What this task involves => In the records below, find the line containing "the flower bud"; copy exactly that line and all lines after it to the end, and nothing else.

○ ○ ○ ○

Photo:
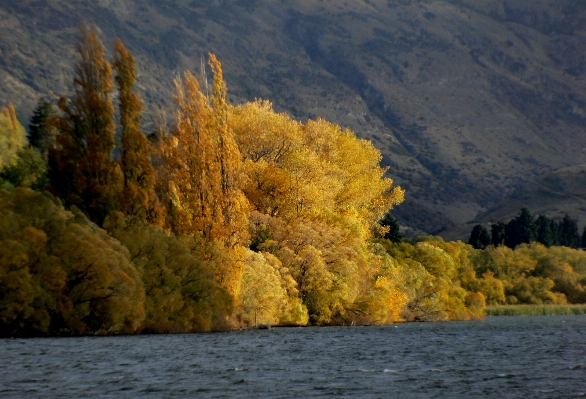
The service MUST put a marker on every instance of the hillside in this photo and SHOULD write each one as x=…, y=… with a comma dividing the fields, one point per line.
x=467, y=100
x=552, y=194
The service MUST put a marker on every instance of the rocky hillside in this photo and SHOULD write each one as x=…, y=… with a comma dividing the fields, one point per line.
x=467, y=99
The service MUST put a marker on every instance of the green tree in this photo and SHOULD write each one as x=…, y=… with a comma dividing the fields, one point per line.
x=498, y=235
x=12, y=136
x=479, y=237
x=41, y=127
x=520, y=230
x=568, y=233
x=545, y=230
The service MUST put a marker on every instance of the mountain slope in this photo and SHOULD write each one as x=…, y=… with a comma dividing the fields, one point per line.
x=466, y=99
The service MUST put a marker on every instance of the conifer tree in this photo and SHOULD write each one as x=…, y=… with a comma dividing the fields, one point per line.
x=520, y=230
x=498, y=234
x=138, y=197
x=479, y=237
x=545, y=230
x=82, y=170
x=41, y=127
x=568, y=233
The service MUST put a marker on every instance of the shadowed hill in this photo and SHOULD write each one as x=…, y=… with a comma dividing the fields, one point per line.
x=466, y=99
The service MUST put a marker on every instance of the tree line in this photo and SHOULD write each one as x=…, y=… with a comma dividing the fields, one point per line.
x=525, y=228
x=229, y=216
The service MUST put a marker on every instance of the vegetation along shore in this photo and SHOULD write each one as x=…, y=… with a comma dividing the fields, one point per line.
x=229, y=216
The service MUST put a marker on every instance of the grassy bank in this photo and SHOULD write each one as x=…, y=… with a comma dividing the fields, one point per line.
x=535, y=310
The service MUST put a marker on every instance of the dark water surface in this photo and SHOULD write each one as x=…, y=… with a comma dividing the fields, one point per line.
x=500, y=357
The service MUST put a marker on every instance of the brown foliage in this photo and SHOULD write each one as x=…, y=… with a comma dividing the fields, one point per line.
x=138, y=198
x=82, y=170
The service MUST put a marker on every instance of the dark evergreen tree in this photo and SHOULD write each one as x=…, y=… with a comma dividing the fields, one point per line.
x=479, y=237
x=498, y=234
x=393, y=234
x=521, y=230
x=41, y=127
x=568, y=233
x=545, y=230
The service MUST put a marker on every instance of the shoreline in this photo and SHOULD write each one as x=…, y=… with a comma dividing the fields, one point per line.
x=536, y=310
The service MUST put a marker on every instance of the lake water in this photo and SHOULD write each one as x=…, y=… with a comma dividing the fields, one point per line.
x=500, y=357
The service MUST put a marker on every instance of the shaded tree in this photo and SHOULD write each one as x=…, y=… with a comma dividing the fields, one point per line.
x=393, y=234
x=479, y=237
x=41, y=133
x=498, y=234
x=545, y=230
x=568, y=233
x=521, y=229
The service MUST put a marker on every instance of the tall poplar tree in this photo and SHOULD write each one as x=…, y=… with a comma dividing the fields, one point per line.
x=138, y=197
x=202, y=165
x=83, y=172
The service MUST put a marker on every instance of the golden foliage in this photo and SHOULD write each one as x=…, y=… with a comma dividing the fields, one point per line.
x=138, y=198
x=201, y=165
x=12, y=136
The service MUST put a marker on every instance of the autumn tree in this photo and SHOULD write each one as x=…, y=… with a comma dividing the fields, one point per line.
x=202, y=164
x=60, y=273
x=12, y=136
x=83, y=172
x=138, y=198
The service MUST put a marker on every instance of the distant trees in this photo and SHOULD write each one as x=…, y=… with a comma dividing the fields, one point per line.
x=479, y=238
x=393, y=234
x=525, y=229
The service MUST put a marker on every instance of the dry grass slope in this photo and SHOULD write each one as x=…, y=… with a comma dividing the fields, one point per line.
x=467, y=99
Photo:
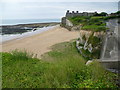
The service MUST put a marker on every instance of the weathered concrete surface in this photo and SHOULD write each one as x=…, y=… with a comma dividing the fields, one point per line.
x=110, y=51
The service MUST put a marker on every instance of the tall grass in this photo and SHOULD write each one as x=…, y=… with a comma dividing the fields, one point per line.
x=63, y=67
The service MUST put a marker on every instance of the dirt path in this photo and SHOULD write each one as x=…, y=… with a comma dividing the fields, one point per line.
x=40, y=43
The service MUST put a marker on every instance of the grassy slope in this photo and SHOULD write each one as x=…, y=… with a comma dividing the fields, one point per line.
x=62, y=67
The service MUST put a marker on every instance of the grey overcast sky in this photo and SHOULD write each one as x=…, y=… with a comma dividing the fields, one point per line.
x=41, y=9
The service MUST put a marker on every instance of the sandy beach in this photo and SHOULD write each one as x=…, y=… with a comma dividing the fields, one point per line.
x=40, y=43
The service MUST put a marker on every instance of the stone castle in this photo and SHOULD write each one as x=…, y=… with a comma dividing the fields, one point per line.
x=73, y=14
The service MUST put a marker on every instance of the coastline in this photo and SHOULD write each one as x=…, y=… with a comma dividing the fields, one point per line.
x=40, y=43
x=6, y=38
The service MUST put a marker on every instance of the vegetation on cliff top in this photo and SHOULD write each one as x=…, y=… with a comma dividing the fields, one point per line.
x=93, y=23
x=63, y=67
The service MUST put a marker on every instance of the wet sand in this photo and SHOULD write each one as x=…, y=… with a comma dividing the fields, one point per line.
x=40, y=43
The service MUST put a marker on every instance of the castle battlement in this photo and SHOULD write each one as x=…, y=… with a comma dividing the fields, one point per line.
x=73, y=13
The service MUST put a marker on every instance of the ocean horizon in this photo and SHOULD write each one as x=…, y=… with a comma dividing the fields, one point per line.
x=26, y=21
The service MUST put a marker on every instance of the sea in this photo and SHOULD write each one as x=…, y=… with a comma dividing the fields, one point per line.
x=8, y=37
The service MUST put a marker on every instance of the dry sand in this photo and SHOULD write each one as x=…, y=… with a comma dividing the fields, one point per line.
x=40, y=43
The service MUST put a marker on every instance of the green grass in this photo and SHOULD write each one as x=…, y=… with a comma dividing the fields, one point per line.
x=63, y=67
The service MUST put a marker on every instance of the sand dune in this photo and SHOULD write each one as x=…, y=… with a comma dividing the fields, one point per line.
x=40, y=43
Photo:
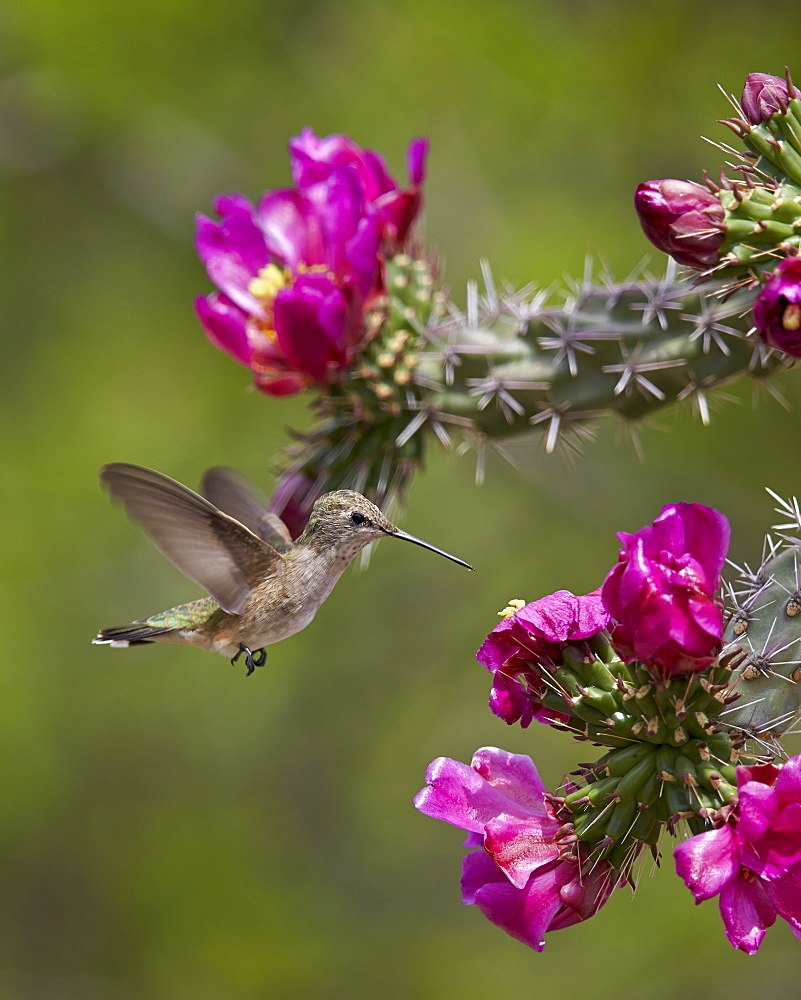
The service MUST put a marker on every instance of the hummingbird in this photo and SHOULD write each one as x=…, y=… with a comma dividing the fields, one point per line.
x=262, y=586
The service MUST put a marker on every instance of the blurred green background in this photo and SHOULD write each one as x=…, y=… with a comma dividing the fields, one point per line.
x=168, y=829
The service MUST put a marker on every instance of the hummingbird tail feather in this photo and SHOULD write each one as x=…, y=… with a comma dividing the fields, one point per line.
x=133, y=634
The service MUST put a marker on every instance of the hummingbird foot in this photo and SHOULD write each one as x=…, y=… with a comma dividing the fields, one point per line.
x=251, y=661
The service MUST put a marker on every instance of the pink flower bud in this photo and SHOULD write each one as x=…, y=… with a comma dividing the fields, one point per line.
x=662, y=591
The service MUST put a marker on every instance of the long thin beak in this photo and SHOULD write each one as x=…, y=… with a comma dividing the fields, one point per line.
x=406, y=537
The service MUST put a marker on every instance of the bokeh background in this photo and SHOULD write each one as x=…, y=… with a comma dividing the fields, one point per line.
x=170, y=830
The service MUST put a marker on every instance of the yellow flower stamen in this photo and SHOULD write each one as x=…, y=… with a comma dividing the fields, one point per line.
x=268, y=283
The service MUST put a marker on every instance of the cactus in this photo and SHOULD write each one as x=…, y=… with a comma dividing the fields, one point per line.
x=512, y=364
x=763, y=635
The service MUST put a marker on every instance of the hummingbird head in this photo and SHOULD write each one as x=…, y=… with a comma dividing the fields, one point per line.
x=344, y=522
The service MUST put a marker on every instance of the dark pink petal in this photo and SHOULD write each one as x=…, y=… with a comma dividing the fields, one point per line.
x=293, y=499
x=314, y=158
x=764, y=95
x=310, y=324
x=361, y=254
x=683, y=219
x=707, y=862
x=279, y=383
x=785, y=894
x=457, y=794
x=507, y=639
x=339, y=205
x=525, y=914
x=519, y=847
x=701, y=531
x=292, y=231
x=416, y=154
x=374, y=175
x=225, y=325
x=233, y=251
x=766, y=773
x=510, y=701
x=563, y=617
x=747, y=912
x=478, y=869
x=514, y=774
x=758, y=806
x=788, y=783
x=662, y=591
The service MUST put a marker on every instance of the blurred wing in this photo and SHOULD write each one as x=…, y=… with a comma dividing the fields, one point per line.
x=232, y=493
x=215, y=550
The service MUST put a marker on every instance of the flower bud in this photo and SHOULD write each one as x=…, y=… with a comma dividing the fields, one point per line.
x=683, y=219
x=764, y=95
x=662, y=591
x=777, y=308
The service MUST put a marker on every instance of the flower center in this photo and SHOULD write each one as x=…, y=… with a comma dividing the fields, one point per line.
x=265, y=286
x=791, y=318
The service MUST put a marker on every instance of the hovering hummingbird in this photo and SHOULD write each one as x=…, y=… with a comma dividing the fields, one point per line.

○ ○ ○ ○

Final answer =>
The service MUST put a marker on every instance of the flower bud in this photo and SHOULD write each one as x=…, y=… with a comma dividing the fields, one point per line.
x=683, y=219
x=764, y=95
x=662, y=591
x=777, y=308
The service MUST put a marker on every instance of the flower center in this photo and SHOULD write each one as x=…, y=… with a comma dividing the fields, one point per line.
x=265, y=286
x=791, y=318
The service MUST put a marker on every instance of the hovering hummingbird in this photo and SHOULD write each one as x=…, y=… with a comma dividing the fields, one point per line.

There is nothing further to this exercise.